Over the years I have been pretty outspoken about the use of lifejackets and safety harnesses, and have received my fair share of grief from readers who have a different opinion. Basically I view it as a personal responsibility kind of thing. You know when you need either, or both, and it should be up to you to decide what’s best for you. I am, however, having to rethink things a little after the recent man overboard incident in the Volvo Ocean Race.

We are told that the sailors racing in the Volvo Ocean Race are among the very best in the world and they probably are, but if that’s the case how do you account for what happened aboard Team Sun Hung Kai/Scallywag. They were sailing in near perfect conditions, a steady breeze coming from aft of the beam, decent seas and heaps of sunshine. Crewmember Alex Gough was out on the outrigger presumably leading the headsail or spinnaker sheet. 

The outrigger, by the way, is a strut that juts out perpendicularly from the side of the boat there to provide a better sheeting angle for the headsails and spinnakers. They are on the leeward side of the boat, in other words fairly close to the water, and Gough was out there with neither a lifejacket or a safety harness. He had not even told the helmsman what he was doing and I guess the driver caught a nice wave, took off down it at speed, and in a split second the spray from the bow washed Gough into the water.

--- Dataset records ---
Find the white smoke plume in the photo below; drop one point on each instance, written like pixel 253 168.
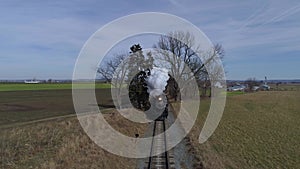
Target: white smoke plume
pixel 157 81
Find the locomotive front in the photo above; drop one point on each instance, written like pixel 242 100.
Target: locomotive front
pixel 159 105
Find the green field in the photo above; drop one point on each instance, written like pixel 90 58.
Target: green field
pixel 43 86
pixel 257 130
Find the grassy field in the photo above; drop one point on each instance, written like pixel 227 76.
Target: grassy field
pixel 43 86
pixel 257 130
pixel 27 105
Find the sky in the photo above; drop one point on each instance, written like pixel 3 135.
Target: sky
pixel 42 39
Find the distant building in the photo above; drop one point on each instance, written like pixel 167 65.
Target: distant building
pixel 32 81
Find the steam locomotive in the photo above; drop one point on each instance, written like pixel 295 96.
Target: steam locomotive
pixel 159 105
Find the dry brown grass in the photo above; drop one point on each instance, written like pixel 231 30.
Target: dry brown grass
pixel 257 130
pixel 61 144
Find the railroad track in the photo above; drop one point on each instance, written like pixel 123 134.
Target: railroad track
pixel 166 159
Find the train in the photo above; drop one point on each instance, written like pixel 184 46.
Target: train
pixel 159 105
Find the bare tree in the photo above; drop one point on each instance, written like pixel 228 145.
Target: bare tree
pixel 108 69
pixel 251 82
pixel 181 55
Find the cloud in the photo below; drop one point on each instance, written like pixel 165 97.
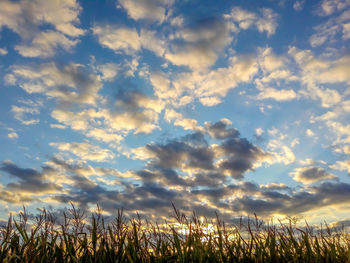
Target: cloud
pixel 266 20
pixel 299 5
pixel 179 120
pixel 341 166
pixel 45 45
pixel 118 38
pixel 315 71
pixel 22 16
pixel 192 154
pixel 26 17
pixel 128 40
pixel 215 84
pixel 30 180
pixel 85 151
pixel 328 7
pixel 219 130
pixel 3 51
pixel 279 95
pixel 28 107
pixel 68 84
pixel 309 175
pixel 148 9
pixel 109 71
pixel 199 44
pixel 12 135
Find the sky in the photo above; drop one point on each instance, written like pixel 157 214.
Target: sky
pixel 235 107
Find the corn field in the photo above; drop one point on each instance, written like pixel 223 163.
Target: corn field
pixel 187 239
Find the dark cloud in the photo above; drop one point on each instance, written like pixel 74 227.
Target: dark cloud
pixel 30 180
pixel 192 152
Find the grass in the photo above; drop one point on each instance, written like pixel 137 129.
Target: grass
pixel 189 239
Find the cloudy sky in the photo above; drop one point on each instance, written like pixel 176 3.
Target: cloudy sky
pixel 229 106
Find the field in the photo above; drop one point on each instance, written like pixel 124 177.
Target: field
pixel 186 239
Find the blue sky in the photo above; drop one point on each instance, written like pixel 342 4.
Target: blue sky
pixel 229 106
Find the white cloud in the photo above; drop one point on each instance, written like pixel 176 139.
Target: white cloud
pixel 3 51
pixel 20 113
pixel 310 133
pixel 85 151
pixel 210 86
pixel 179 120
pixel 279 95
pixel 341 166
pixel 71 83
pixel 23 112
pixel 45 45
pixel 123 39
pixel 109 71
pixel 118 38
pixel 26 16
pixel 12 135
pixel 309 175
pixel 299 5
pixel 328 7
pixel 202 43
pixel 146 9
pixel 315 71
pixel 266 21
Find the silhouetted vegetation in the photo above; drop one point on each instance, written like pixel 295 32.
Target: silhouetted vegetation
pixel 190 239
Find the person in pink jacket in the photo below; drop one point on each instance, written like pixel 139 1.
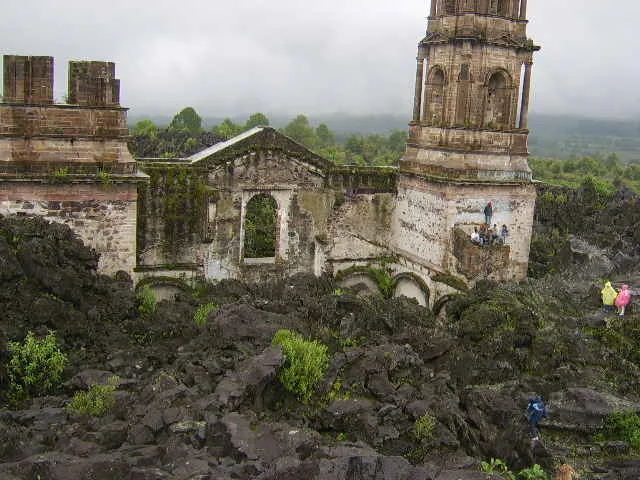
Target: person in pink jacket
pixel 623 299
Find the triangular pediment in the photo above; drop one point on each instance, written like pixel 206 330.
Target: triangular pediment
pixel 254 140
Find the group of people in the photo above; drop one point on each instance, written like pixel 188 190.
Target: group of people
pixel 489 235
pixel 611 298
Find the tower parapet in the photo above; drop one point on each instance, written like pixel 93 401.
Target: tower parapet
pixel 28 79
pixel 472 92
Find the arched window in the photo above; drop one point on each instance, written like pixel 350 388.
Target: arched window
pixel 462 96
pixel 498 7
pixel 435 97
pixel 450 7
pixel 503 8
pixel 498 102
pixel 260 223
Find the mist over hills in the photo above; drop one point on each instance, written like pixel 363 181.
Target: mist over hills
pixel 552 136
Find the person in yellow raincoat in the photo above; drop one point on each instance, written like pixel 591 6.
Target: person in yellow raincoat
pixel 609 295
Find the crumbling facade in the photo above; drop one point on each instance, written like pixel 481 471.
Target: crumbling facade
pixel 468 137
pixel 402 230
pixel 70 162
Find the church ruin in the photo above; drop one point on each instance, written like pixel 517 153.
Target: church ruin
pixel 196 217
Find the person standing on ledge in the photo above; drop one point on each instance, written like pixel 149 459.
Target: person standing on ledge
pixel 609 296
pixel 623 299
pixel 488 213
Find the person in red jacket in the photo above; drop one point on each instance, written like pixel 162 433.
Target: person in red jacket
pixel 623 299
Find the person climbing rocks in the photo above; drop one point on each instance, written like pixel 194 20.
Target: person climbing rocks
pixel 623 299
pixel 495 236
pixel 504 233
pixel 475 236
pixel 609 296
pixel 536 411
pixel 488 213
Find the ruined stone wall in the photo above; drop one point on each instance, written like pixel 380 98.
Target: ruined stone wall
pixel 481 61
pixel 323 217
pixel 172 216
pixel 360 229
pixel 70 163
pixel 428 213
pixel 102 216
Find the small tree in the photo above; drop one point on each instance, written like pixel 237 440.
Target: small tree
pixel 187 119
pixel 256 120
pixel 307 363
pixel 36 367
pixel 227 129
pixel 300 130
pixel 146 128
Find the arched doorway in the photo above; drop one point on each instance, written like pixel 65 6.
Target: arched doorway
pixel 260 227
pixel 498 102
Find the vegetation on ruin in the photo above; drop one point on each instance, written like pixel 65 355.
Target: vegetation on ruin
pixel 36 367
pixel 260 227
pixel 185 136
pixel 306 363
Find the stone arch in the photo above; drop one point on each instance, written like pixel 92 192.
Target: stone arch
pixel 412 286
pixel 442 302
pixel 498 91
pixel 436 80
pixel 165 288
pixel 260 227
pixel 499 8
pixel 450 7
pixel 358 278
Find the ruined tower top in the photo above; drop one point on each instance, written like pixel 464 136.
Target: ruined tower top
pixel 472 92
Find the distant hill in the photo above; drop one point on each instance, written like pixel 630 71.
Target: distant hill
pixel 552 136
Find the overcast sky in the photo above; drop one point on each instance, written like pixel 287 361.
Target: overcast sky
pixel 227 57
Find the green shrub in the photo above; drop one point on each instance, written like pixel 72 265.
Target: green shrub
pixel 533 473
pixel 307 363
pixel 97 401
pixel 425 427
pixel 201 315
pixel 383 280
pixel 497 467
pixel 624 426
pixel 36 367
pixel 147 301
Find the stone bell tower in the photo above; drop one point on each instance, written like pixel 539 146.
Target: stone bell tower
pixel 468 139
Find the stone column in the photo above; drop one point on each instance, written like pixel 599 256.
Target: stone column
pixel 523 10
pixel 418 97
pixel 526 89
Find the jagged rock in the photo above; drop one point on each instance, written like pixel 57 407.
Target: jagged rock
pixel 88 378
pixel 150 474
pixel 58 466
pixel 584 409
pixel 246 439
pixel 250 379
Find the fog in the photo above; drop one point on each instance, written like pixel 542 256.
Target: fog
pixel 293 56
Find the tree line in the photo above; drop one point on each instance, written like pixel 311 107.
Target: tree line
pixel 606 170
pixel 185 136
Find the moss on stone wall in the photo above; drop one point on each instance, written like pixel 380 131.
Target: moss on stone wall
pixel 173 208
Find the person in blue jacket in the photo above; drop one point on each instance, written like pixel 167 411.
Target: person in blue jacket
pixel 536 411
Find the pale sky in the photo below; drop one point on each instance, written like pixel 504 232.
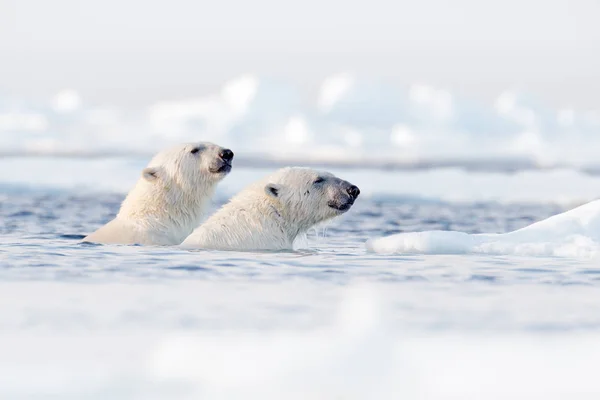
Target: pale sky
pixel 132 52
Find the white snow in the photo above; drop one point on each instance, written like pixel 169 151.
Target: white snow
pixel 353 117
pixel 575 233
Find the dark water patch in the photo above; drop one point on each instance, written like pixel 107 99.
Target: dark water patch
pixel 189 268
pixel 484 278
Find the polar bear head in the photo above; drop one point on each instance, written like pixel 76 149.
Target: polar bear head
pixel 176 186
pixel 306 197
pixel 189 166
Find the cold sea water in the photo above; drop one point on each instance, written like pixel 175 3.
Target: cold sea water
pixel 332 321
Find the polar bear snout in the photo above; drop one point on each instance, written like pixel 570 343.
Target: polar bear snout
pixel 222 164
pixel 226 155
pixel 345 197
pixel 354 191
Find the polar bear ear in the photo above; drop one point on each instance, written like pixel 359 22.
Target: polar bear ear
pixel 272 189
pixel 150 174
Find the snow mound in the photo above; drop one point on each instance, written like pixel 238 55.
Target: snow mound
pixel 575 233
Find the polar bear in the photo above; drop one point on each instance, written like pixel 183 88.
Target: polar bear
pixel 168 201
pixel 272 213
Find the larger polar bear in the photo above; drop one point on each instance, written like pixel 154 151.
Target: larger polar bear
pixel 272 213
pixel 169 199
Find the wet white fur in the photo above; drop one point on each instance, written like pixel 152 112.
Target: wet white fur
pixel 169 199
pixel 255 219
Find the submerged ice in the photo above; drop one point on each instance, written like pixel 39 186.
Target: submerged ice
pixel 575 233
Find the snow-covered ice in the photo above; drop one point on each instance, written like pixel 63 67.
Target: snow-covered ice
pixel 574 233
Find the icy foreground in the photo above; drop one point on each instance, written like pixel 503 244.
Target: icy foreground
pixel 575 233
pixel 351 120
pixel 226 339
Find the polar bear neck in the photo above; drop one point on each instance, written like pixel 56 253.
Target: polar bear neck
pixel 287 220
pixel 174 210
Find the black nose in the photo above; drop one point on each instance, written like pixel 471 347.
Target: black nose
pixel 226 155
pixel 353 191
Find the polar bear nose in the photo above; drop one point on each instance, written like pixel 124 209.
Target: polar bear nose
pixel 353 191
pixel 226 155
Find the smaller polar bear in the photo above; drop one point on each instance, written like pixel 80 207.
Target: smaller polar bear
pixel 168 201
pixel 271 214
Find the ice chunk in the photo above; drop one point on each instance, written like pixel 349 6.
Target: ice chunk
pixel 575 233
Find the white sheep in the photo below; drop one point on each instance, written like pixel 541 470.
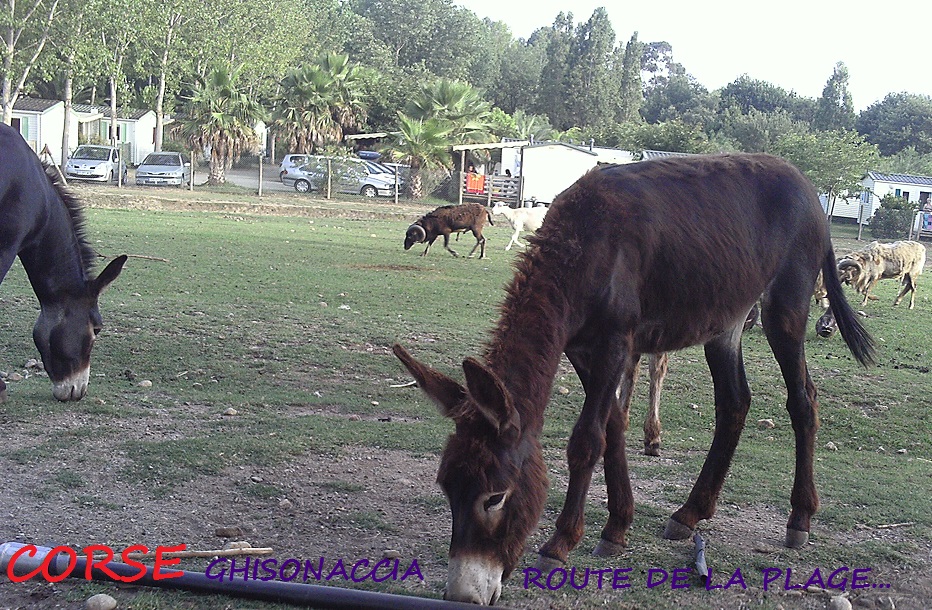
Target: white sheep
pixel 902 260
pixel 521 219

--- Written exercise ---
Can you write what comes next in the commentary above on lifejackets, harnesses and the Scallywag man overboard incident, starting right after its final sentence?

--- Exercise result ---
To the team’s credit they were able to recover him in around seven minutes and all agree that it was a pretty dumb thing to be doing, but can you imagine what might have happened had it been at night, in colder water, in the Southern Ocean? The chances of stopping a Volvo 65 running at full speed and turning around to go back into the some of those massive seas found down that way is close to impossible. Let alone finding someone who is likely to be in a trough a few waves over and completely out of sight.

But here is the thing. Most of us, me definitely, are too casual moving around a boat especially if the conditions are good. We get complacent and that’s when things can go wrong. The worst time is when the wind has dropped from 45 knots to 30 knots. After 45 knots, 30 feels like a walk in the park, but it’s not. We get complacent and make mistakes. I skimmed through the image galleries on the VOR website and noted that some of the crew were wearing lifejackets, but there were plenty where no one was wearing a lifejacket or harness and the conditions looked pretty gnarly.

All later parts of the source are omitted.